Copy out exactly each line from the line with "For the benchmark card, identify each instance of the raw" through the last line of the material below.
◇ ◇ ◇ ◇
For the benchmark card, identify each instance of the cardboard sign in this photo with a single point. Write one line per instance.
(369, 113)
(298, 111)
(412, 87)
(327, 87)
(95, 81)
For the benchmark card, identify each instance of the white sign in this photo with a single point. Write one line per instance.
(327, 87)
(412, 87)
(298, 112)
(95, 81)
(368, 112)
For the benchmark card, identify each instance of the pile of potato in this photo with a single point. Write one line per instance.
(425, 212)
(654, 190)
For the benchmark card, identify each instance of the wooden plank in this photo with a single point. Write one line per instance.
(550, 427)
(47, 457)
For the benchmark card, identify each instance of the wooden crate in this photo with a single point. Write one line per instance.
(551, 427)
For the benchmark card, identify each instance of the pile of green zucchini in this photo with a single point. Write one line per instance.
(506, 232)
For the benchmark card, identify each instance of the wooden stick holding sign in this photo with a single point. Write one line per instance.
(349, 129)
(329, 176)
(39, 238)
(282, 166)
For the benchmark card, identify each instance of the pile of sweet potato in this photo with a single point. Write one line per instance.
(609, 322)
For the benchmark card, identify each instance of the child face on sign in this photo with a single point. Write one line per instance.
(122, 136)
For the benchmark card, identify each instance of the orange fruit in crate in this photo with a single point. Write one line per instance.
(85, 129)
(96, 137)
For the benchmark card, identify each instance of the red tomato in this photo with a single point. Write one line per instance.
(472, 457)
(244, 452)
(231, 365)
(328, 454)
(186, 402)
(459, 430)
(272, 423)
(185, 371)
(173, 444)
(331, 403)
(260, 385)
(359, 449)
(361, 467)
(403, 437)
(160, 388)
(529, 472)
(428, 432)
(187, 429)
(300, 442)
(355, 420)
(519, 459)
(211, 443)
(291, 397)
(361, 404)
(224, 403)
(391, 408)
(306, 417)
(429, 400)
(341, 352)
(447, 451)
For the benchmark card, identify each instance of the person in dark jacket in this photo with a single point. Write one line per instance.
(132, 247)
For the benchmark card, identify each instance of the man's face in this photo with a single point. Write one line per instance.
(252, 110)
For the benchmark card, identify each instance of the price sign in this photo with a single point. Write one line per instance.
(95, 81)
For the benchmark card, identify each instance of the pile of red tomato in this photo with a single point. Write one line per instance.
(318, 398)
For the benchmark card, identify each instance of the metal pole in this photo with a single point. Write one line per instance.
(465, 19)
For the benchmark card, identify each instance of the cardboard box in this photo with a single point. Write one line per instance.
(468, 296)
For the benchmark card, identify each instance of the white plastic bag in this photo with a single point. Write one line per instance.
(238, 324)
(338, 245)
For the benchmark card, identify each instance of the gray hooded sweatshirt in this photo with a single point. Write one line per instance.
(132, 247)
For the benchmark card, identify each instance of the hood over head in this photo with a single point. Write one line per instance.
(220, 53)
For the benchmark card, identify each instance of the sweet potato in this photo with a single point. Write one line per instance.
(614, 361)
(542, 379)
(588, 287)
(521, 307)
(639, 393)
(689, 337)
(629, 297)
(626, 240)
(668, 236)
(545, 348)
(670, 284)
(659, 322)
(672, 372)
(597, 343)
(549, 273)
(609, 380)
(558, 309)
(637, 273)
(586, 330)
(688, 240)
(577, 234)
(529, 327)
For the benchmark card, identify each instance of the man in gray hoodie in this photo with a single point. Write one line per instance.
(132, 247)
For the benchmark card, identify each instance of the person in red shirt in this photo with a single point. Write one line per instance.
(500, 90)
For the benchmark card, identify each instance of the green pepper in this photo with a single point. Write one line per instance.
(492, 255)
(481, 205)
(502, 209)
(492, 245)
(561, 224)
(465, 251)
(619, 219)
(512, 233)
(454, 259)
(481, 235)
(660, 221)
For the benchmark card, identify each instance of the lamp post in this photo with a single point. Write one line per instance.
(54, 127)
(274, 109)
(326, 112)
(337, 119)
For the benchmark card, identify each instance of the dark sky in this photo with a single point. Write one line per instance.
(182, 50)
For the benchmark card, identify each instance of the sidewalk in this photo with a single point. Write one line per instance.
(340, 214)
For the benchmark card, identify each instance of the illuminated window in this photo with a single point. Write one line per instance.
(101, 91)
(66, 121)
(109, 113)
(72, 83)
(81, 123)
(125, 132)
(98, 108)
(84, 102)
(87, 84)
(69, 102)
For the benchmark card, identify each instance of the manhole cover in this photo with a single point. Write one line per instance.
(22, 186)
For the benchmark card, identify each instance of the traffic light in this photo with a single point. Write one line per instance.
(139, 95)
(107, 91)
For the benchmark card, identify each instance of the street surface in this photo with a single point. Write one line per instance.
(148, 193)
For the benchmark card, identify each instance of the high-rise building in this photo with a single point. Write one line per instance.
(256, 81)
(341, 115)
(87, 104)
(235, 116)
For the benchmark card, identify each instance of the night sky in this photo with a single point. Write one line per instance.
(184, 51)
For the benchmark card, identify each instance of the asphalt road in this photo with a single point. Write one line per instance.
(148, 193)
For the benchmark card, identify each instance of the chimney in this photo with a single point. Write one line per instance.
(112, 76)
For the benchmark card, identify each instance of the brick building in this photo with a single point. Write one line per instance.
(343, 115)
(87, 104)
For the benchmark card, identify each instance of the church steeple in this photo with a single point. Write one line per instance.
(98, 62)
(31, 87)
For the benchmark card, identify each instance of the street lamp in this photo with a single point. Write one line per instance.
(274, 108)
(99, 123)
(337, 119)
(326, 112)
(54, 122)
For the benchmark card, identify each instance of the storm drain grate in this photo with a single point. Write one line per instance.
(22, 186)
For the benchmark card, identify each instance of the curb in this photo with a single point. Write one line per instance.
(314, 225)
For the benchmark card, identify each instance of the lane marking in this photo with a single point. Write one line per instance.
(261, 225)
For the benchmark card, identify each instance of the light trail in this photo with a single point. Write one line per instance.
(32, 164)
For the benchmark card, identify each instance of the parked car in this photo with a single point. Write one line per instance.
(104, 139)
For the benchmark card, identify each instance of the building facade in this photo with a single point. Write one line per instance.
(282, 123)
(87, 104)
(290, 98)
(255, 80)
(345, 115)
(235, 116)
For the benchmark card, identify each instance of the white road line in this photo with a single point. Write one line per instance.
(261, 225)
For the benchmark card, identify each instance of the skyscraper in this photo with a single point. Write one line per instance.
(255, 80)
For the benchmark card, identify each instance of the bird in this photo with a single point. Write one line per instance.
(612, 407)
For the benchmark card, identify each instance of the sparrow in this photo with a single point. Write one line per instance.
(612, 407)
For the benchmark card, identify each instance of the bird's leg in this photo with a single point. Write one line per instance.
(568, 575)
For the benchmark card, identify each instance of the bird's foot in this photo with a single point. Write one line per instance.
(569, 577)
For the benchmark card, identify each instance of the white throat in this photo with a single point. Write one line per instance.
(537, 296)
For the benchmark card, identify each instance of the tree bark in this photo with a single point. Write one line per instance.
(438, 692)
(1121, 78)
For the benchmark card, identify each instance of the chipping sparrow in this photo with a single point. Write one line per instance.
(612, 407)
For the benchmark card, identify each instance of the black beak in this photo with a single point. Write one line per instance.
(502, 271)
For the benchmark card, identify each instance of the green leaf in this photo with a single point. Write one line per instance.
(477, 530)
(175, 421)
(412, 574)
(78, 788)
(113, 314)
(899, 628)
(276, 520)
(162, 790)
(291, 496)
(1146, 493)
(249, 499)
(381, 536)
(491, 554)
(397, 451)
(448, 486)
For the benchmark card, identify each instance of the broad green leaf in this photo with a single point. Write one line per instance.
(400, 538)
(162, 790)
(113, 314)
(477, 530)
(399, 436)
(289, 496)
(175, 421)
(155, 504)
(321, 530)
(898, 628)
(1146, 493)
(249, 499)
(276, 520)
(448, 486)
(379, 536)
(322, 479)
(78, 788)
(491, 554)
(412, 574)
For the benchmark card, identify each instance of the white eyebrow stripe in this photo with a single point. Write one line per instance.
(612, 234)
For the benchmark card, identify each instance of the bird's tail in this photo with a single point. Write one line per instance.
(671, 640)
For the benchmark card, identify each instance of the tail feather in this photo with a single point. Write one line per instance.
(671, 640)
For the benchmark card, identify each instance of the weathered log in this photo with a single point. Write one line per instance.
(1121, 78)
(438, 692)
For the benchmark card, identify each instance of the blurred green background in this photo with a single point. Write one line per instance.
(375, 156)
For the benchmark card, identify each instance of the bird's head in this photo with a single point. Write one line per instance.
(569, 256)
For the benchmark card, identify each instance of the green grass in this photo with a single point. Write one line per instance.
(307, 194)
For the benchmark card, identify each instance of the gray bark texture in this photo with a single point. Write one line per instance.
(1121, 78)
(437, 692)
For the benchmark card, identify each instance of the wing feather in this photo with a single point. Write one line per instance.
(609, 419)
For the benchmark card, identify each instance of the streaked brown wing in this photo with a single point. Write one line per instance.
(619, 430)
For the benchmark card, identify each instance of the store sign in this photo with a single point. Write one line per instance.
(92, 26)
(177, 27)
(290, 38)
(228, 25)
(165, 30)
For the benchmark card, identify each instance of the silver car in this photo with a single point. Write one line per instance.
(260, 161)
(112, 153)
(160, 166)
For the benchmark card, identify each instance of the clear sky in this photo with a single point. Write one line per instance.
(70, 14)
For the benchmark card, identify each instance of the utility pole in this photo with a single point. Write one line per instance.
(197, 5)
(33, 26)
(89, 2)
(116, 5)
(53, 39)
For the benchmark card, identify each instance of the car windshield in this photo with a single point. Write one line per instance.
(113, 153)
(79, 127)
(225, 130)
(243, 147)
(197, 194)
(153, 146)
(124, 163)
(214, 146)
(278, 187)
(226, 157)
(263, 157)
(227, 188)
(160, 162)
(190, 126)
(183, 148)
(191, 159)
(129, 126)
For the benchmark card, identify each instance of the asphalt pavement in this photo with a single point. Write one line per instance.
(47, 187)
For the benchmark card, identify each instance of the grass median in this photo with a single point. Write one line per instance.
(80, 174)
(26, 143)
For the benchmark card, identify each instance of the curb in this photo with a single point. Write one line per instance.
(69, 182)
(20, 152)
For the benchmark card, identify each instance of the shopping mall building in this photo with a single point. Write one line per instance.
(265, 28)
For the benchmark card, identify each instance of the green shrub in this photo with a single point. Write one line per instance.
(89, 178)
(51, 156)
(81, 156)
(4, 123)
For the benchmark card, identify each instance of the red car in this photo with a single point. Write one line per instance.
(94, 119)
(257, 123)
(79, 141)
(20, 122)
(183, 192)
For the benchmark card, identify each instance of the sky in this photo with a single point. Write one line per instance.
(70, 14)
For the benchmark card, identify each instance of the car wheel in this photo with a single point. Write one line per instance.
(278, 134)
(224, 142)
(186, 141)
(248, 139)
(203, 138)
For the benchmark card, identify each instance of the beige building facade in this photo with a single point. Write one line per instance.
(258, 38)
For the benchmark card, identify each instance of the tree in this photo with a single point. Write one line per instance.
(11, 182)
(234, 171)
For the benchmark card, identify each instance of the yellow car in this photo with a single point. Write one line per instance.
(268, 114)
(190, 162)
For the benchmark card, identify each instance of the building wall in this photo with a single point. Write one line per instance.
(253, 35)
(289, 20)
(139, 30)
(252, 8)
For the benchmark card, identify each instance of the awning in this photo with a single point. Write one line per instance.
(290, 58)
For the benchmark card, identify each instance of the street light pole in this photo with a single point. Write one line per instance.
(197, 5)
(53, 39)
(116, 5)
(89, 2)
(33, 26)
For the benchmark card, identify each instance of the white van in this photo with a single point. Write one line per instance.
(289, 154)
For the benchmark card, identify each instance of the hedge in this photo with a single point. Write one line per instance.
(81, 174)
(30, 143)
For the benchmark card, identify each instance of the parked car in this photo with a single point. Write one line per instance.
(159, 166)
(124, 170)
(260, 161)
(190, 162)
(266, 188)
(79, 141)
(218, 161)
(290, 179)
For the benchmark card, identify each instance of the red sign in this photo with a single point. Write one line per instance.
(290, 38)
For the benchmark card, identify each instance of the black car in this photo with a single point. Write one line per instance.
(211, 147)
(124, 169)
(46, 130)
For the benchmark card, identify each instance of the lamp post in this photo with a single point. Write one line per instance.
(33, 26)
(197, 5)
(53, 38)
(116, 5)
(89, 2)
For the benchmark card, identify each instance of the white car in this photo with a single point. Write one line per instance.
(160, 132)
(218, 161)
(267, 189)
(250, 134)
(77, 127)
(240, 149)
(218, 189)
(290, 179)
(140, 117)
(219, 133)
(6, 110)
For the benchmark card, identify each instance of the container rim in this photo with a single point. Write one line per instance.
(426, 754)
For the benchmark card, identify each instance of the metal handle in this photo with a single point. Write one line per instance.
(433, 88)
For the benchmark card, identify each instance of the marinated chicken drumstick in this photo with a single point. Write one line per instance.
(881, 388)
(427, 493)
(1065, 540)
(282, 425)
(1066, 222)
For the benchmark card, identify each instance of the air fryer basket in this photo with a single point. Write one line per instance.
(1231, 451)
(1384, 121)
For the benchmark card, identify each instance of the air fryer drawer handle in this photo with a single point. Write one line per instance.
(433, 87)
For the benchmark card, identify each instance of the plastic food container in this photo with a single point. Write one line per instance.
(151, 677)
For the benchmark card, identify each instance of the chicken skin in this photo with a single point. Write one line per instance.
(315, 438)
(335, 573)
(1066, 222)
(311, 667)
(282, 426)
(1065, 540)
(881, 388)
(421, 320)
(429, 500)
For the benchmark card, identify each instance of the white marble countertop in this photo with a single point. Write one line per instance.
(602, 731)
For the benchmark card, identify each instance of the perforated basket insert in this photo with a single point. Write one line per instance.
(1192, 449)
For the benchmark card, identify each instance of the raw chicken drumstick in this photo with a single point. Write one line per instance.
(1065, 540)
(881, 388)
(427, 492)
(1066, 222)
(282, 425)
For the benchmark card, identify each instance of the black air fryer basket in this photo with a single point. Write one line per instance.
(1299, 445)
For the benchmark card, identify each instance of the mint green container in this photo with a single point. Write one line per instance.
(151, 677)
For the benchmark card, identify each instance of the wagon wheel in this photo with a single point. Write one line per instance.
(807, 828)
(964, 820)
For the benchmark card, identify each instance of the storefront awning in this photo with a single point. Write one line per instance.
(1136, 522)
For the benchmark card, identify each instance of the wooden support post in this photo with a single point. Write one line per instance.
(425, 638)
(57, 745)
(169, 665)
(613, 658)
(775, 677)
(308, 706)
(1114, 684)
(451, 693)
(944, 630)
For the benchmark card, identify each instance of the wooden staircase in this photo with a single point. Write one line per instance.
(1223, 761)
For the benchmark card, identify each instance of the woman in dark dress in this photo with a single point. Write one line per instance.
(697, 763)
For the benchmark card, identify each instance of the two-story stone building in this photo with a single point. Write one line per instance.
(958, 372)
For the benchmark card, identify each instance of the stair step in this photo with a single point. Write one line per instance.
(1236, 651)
◇ ◇ ◇ ◇
ANSWER -
For the benchmark card, identify each instance of the raw chicken drumstick in this photo with a single point. Write one line per instance.
(1065, 540)
(881, 388)
(427, 492)
(1066, 222)
(282, 425)
For the benchmark card, identify each instance of the black air fryer basket in this photo with a single point. Write one line per instance.
(1299, 445)
For the benchmark card, identify each instance of the mint green container in this photo with a single point. Write one line per instance.
(151, 677)
For the benchmark card, identify each instance of the wagon wheel in this photo with a single point. Write one line per instance.
(807, 828)
(964, 820)
For the benchmark card, identify each instance of the storefront awning in this photo with a single point. Write one line per instance.
(1136, 522)
For the benchmark card, identify each instance of the wooden support post in this photo with a single point. Write one line per instance.
(425, 638)
(57, 745)
(169, 665)
(613, 658)
(775, 677)
(308, 706)
(1114, 684)
(451, 693)
(944, 630)
For the benchmark card, identify each instance of the wooden staircase in this photo with a single point. Write one line per instance.
(1223, 761)
For the benchmark card, identify each instance of the woman in dark dress in this photo with a single point. Write one line per instance.
(697, 763)
For the benchmark card, identify each instance of the two-story stone building in this photo with a single point. Write one line per instance.
(958, 372)
For the benchmark card, identify each instance of the stair step in this photo with a single point. Write one line per instance.
(1236, 651)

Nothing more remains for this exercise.